- Conference: Ohio Athletic Conference
- Record: 6–3 (2–1 OAC)
- Head coach: Harry Baujan (5th season);
- Home stadium: University of Dayton Stadium

= 1927 Dayton Flyers football team =

American college football season

The 1927 Dayton Flyers football team was an American football team that represented the University of Dayton as a member of the Ohio Athletic Conference during the 1927 college football season. In its fifth season under head coach Harry Baujan, the team compiled a 6–3 record.

----

DIRECTIVES:
1. Reproduce the 1927 Dayton Flyers article from "American college football" up to and including "a 6–3 record.".
2. List the field labels that appear before the colons in the bulleted lines at the top of the 1927 Dayton Flyers article.
3. According to the 1927 Dayton Flyers article, what was the team's home stadium?

MATERIAL:
----

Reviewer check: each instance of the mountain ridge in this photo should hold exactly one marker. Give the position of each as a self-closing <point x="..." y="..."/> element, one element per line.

----

EXPECTED ANSWERS:
1.
American college football season

The 1927 Dayton Flyers football team was an American football team that represented the University of Dayton as a member of the Ohio Athletic Conference during the 1927 college football season. In its fifth season under head coach Harry Baujan, the team compiled a 6–3 record.

2. Conference, Record, Head coach, Home stadium

3. University of Dayton Stadium